## BEGIN Records shown
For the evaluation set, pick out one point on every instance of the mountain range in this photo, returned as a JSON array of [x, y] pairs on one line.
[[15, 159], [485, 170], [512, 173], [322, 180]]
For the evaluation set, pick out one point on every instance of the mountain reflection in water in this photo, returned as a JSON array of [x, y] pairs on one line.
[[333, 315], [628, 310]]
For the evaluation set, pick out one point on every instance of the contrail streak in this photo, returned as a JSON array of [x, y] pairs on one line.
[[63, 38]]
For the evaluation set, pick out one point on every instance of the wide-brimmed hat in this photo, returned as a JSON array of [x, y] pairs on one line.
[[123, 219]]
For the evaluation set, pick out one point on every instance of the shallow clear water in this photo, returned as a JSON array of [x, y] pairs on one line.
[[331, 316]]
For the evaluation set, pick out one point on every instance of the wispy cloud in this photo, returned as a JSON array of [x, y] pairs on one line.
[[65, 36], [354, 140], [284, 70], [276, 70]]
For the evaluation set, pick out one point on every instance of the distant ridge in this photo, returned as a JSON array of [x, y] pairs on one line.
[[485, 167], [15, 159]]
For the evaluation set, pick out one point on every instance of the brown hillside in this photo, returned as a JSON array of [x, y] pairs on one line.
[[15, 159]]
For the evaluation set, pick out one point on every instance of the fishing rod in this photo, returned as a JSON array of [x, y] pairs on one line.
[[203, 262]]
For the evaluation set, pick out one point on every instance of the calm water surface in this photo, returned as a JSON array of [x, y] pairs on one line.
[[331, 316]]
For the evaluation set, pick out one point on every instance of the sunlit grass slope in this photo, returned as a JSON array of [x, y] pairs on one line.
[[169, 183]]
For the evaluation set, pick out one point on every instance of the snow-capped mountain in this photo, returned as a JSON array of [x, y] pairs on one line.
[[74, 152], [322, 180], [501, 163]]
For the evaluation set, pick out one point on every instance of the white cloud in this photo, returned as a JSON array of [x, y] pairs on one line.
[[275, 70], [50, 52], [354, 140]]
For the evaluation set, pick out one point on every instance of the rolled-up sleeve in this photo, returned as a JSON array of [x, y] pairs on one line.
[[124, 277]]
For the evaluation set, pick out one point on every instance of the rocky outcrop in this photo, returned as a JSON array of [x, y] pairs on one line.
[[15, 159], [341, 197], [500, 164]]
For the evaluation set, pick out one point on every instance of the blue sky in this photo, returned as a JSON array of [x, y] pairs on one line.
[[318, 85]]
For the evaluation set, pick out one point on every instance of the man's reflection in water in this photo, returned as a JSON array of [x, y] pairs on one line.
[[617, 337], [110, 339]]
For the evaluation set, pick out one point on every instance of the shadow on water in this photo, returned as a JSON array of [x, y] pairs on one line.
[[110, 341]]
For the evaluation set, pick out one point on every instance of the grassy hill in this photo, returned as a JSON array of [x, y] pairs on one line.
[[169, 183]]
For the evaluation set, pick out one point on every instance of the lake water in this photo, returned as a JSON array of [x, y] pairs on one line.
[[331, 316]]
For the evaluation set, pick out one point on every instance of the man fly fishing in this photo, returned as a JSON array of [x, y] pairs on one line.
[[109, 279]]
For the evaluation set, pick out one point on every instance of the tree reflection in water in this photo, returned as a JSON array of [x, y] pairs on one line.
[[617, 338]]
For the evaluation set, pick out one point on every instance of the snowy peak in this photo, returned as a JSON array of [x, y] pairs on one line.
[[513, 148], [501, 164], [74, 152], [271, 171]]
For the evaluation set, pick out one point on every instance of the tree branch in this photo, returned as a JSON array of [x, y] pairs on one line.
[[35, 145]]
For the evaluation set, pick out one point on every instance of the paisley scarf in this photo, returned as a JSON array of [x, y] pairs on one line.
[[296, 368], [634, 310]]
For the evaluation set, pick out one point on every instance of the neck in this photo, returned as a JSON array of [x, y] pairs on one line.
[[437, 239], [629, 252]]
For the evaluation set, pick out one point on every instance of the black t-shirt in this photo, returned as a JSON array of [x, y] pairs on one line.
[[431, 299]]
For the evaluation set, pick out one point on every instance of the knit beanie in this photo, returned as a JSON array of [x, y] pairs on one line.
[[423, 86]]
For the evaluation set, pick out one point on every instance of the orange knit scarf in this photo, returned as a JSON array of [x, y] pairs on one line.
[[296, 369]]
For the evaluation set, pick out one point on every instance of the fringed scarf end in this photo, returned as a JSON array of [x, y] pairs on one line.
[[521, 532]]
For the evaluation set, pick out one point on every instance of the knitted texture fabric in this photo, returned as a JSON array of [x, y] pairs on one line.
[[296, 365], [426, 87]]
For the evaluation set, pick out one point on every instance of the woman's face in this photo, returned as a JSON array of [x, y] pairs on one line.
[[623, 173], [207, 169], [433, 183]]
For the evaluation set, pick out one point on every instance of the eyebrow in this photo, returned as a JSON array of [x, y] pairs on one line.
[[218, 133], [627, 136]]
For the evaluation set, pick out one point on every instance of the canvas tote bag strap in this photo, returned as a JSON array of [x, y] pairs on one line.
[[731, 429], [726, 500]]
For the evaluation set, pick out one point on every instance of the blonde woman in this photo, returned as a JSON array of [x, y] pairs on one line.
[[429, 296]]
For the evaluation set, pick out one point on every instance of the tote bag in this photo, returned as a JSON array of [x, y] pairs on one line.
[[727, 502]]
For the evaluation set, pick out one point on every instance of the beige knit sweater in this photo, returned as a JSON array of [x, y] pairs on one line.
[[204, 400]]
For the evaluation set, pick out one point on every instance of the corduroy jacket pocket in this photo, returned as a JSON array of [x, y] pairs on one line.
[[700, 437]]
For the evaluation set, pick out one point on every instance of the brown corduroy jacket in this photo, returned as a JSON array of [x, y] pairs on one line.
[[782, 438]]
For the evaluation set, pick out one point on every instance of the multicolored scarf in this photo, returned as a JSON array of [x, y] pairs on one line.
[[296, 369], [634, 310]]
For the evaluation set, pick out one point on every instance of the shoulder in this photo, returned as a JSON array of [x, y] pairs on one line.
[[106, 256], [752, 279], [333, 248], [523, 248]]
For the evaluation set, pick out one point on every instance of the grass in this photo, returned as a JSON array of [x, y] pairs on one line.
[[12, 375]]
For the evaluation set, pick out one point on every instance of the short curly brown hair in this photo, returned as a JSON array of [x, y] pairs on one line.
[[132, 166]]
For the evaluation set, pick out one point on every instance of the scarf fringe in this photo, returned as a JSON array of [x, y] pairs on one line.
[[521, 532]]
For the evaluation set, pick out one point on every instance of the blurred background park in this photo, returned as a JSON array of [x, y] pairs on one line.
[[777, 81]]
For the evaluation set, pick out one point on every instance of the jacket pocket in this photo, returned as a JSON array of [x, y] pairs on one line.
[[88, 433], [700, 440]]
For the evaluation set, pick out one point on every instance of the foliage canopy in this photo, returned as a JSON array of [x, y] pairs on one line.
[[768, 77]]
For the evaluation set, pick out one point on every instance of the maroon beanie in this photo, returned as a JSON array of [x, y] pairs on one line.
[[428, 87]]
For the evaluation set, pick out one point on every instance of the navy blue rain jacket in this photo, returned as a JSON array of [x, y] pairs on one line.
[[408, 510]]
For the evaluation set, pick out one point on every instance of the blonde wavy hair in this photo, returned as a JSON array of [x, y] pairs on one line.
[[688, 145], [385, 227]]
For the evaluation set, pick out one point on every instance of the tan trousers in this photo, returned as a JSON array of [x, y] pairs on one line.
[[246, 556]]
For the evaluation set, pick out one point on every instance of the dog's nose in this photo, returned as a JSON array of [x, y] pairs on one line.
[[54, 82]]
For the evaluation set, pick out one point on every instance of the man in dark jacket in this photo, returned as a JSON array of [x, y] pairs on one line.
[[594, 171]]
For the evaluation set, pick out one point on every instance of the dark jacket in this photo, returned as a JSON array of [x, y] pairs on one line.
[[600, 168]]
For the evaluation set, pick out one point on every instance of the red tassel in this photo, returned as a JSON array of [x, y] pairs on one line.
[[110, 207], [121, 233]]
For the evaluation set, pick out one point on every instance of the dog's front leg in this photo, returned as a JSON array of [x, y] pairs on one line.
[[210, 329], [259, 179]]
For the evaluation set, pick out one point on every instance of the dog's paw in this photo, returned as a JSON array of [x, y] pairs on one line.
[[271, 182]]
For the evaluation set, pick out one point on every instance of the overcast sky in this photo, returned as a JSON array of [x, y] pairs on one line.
## END Records shown
**Challenge**
Quote only the lines from the line containing "of the dark" through the end of the entries, keeping the first and the last.

**Completed exercise**
For the evaluation set, pick out one point on every instance of the dark jacket in this photo, returned as a JSON array of [x, y] pairs on one line.
[[600, 168]]
For the evaluation set, pick out one point on every instance of the red tassel in this photo, returned as a JSON array of [x, y] pairs on one line.
[[110, 207], [121, 233]]
For the evaluation set, pick out one point on every instance of the dog's front leg in this photo, returned as a JSON array of [x, y] pairs on one line.
[[210, 329], [259, 179]]
For the evaluation set, pick out one point on every instance of the dog's paw in this photo, returned as a JSON array of [x, y] pairs on one line.
[[271, 182]]
For the evaluation set, pick out one point on every instance of the overcast sky in this photo, returned as a JSON array of [x, y] pairs on one line.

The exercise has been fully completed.